§ **Herausforderung A**: Welche Zeilen der Liste enthalten die Zeichenfolge „dirt“? Sammle sie alle, wobei Groß- und Kleinschreibung zählt.

Wir haben auch ausdrücklich den Anträgen der CDU-Fraktion zugestimmt, die sich von dem Gedanken leiten ließ, den staatlichen Einfluss möglichst zurückzudrängen und zu begrenzen,
um die Hochschulautonomie zu stärken und zu erhalten. Eingriffe durch das Land und die Landesregierung sollten also reduziert werden. Natürlich stellt die Abschätzung eines möglichen Einsatzes von Forschungsergebnissen für nichtfriedliche Zwecke auch dort einen Eingriff dar - das wurde deutlich festgestellt. Aber auch diese Anträge wurden abgelehnt.
Wir hatten dann weiterhin die große Diskussion um das Studieren ohne Abitur. Natürlich, meine Damen und Herren, liegt darin ein Gefahrenpotenzial, weil die Gefahr besteht, dass die Lehre verflacht und das Bildungssystem nivelliert wird. Es liegt aber auch eine Chance darin. Die Chance muss genutzt werden, und die Chance kann genutzt werden, wenn die Universitäten frei und autonom agieren können. Dabei sollte nicht der Wettbewerb um die Zahlen der Studienanfänger ausschlaggebend sein, sondern die Ergebnisse, die aus den Universitäten kommen.

§ **Herausforderung B**: Wie ginge der Textabschnitt zur Hochschulautonomie nach seinem letzten Satz weiter? Führe ihn fort.

§ **Vorliegende Einträge**:
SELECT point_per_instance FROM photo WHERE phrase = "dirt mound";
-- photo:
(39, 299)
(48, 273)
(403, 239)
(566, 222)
---
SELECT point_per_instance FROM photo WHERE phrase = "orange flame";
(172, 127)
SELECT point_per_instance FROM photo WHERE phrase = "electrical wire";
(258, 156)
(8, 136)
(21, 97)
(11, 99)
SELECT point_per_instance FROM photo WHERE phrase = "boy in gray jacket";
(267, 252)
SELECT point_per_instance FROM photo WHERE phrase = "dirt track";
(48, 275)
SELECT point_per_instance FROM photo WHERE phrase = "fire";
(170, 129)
==
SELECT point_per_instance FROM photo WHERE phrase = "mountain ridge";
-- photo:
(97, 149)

§ **Schriftliche Antwort A**:
SELECT point_per_instance FROM photo WHERE phrase = "dirt mound";
SELECT point_per_instance FROM photo WHERE phrase = "dirt track";

§ **Schriftliche Antwort B**:
Zum großen Thema Gebühren, meine Damen und Herren: Natürlich, wenn Sie die Rückmeldegebühr als Studiengebühr bezeichnen wollen, Herr Jürgens, dann haben wir eine Studiengebühr. Aber die Frage ist in der Tat: Woher nehmen wir sonst das Geld für diesen ganzen Verwaltungsaufwand? Die Frage ist auch nur ein Teil der Gesamtfrage, denn diese lautet doch: Wie begreifen wir unser Bildungssystem, nämlich von der Geburt an bis zum Abschluss des Studiums oder bis zum Abschluss der Berufslehre? Brauchen wir da nicht vielleicht eine bessere Zusammenarbeit der Ministerien bzw. ein großes Kultusministerium, das diese Gesamtfragen betrachtet? Brauchen wir da nicht vielleicht doch einmal folgende Überlegung - das sind die Fragen, die das Leben und die Leute auf der Straße stellen -: Warum bezahlt man für Kindergartenplätze - es gibt Familien, die zahlen 1 400 Euro pro Monat für Kindergartenplätze -, aber das Studieren ist frei?
- Genau, Herr Jürgens. Das ist der Punkt, auf den ich noch zu sprechen kommen wollte. Sie stellen durchaus gute Fragen, Sie geben aber unserer Meinung nach die falschen Antworten. Das ist das Problem!